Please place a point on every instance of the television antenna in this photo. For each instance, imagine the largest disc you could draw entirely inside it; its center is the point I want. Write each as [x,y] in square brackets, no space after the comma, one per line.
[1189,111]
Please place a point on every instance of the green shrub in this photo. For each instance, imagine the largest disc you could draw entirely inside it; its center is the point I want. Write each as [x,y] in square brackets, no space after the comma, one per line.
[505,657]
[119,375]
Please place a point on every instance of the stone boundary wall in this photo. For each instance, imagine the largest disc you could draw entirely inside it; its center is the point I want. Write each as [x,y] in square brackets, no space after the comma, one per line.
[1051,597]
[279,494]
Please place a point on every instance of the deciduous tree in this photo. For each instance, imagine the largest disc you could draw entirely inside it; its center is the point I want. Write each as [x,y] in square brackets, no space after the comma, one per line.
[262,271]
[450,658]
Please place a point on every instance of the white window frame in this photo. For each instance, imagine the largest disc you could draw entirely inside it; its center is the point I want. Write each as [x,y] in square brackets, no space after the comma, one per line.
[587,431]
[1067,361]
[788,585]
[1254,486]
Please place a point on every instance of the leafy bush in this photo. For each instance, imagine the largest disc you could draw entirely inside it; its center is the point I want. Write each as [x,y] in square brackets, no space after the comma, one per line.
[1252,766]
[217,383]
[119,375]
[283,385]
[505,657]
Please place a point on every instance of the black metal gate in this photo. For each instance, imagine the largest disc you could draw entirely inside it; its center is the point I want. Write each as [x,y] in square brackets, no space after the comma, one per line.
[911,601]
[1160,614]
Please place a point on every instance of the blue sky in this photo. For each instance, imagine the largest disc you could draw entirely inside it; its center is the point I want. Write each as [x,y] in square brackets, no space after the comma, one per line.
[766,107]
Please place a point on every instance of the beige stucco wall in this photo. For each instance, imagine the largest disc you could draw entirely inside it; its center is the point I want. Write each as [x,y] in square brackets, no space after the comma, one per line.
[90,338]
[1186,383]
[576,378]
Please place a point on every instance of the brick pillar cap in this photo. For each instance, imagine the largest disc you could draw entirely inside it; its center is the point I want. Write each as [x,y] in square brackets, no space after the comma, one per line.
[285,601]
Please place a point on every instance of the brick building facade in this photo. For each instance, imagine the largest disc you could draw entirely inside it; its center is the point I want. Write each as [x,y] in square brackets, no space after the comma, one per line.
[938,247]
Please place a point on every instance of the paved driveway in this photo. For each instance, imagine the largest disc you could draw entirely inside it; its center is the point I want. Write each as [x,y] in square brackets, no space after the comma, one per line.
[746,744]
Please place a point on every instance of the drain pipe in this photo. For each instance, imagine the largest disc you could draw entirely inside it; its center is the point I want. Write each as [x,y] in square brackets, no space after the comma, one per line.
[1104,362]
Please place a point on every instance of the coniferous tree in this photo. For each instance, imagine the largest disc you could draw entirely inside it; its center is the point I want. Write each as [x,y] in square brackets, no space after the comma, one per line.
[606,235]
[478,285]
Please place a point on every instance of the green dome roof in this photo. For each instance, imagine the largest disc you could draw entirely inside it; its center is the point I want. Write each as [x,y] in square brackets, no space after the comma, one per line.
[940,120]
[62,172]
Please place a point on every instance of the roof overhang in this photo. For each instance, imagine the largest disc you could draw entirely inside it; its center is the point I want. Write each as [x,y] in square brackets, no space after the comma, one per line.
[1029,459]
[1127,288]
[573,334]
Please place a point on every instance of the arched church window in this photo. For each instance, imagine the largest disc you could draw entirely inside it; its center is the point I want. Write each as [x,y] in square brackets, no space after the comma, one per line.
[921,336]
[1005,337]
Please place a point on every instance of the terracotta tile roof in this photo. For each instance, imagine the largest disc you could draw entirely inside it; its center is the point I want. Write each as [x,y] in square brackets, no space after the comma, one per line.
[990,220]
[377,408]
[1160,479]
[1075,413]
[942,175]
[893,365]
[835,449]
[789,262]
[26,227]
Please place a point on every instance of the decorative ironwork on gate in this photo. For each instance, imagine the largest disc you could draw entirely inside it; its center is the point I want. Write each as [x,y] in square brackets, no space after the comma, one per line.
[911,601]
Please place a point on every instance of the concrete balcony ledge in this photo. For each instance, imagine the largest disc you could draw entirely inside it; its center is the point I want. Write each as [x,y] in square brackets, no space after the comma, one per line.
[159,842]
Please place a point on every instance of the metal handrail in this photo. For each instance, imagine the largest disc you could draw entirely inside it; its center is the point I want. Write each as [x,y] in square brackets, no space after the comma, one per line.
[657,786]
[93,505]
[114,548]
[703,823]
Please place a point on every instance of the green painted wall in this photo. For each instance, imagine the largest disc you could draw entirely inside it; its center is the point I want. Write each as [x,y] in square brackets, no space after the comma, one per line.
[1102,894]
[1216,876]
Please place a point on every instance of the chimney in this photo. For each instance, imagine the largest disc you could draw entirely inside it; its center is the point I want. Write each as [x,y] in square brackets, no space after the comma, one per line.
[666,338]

Task statement> Output all of the material, please, exactly as it stands.

The solution>
Please place a point on every instance of the television antenna in this photo. For each instance, imagine the largest disc you could draw entirely inside it; its center is the point I want. Write each as [x,y] in square brackets, no space after the comma, one per line.
[1189,111]
Please place a point on every instance of the green shrub in this photo. For each instance, imagine the largest disc you could draw entirely inside it; its center is the point I want. Write each as [x,y] in square brackets, no space after the comma, one per line.
[505,657]
[119,375]
Please place a point on every instance of the stone boundary wall in this photo. For each instance, imagine the largest disc you could draw entirely inside it; its center is the point I want. Write each as [x,y] in square brackets, no space after the comma, one per line.
[1051,597]
[279,494]
Please place a point on every instance of the deciduous tree in this photo. For each instance, imagine the largest disc you could draw entirely inside it; its center is the point I want. Write each as [x,y] in square brackets, no space after the comma, one per line.
[262,271]
[450,658]
Please place a point on every instance of the white window frame in this photo. For each instance, imagine the largest disc you could draw entirely inside it; its center is the point I want. Write each as [x,y] in square brackets, no space after the comma, one per line.
[587,431]
[1067,361]
[788,585]
[1254,486]
Please place a point on every instance of the leafy bush in this photo. For each instance, imagine the largest disc you could draw entirely inside it; its center is the point I want. Write each as [x,y] in square brackets, no space after the comma, one per line.
[1252,766]
[217,383]
[119,375]
[283,385]
[505,657]
Please place a point on every instance of the black metal gate in this photo. For each instance, imagine the largest disc you could draw entirely inside it; its center is the point I want. Write each as [x,y] in square brackets, no space after the comma, one per line.
[911,601]
[1160,614]
Please place a point on every instance of the blue sky in this photo. For each instance, imagine the largest disc you could draw entirely inside it; its center is the point I want. Write each as [x,y] in square brackets, no space after the comma, one per line.
[766,107]
Please place a point on every instance of the beige stucco wall in this photo. For each instance, imagine the largest disc you could draw entirely inside it; its center is the point I want. Write each as [x,y] in square brackets, no space after the comma, one per line.
[90,338]
[1186,383]
[576,378]
Please place a point on every instance of the brick pillar cap in this photo. For each instance, imagine the largest disc you could draw entirely inside it; its center is the point I want. Write each as [x,y] in square brackets, no space after the comma, one per line.
[285,601]
Please place a point on every instance of the brick building facade in this photo. For each instance, imagine the largest disc you could draw entirely inside it; its center is the point I want. Write each as [x,y] in square brackets, no space after the comma, one per line.
[938,247]
Please place a point on every instance of the paved driveway in this photo. For each instance, imagine the largest disc you could draw entirely inside it; its center is the point I want. Write each as [x,y] in square brackets, no space after the comma, one per line.
[746,744]
Please place a point on every instance of the drain pipe in this photo. For each instance, imagine the largest disc you could draw entirely inside it; its center is the point I want. Write each as [x,y] in square brackets, no space after the comma, one per line.
[1104,362]
Please place a point on every instance of the coniferous tree in this photo. For each instance, imagine the largest disc you could draw entirely inside it; its center is the point I want. Write each as [x,y] in square brackets, no space after the comma, one per line.
[606,235]
[478,285]
Please place a point on every instance of the green dome roof in this photo. For each instance, imagine the largest disc you could draw entirely inside it; its center is the point I want. Write each as [x,y] in square brackets, no space after the comma, one per line.
[940,120]
[62,172]
Please place a point on every instance of the roof overhang in this photo. For each instance, imagine the largest disc you could draw entirely inside it; its center is the point I want. Write each as [x,y] in square brackets, no space after the comma, one per line.
[1029,459]
[1127,288]
[573,334]
Please place a point on every instance of the arched church window in this photo. For each instance, imagine the largest disc you could draw entirely inside it; its center is the point I want. Write each as [x,y] in square brackets, no space after the comma, one per line.
[921,336]
[1005,337]
Please place a point on every instance of the terracotta tile roof in this photo. For each instance, imagine the largest disc you could draw entirely inside it; its center is the point I want. Write each as [x,y] in square brackets, no space after the comma, one per line.
[990,220]
[377,408]
[1160,479]
[1075,413]
[942,175]
[893,365]
[835,449]
[789,262]
[26,227]
Please place a point on every instance of the decorative ironwork on gate in this photo. For each instance, imagine the largest disc you could draw entirely inside it; its center is the point I want. Write each as [x,y] in square brackets, no space after the comma, one per line.
[911,601]
Please place a point on every instance of the concrete balcony ledge in this photo. For each instance, imagine the largest disc you could draw entirely inside it; its center is the point I want. Write each as [x,y] in square brackets, no space after the comma, one per line.
[159,842]
Please place a point on every instance of the metal handrail in this photo. For each instance, imagine the largest disc you could draw entirely inside it; its center is the point I want. Write each as [x,y] in square brackets, no space after the comma, one per line.
[657,786]
[93,505]
[114,548]
[703,823]
Please place a point on every instance of the green painted wall in this photo. For each instance, imagine the largest disc you could draw entirely inside it; its center is the point I want. Write each as [x,y] in square brackets, no space after the comma, one per line.
[1102,894]
[1216,876]
Please place a point on every instance of the chimney in this photo. For each instance, imagine the largest disc you could draw entirely inside it; its center is the point I want. Write each as [x,y] in square brackets, no space after the comma, one per line.
[666,338]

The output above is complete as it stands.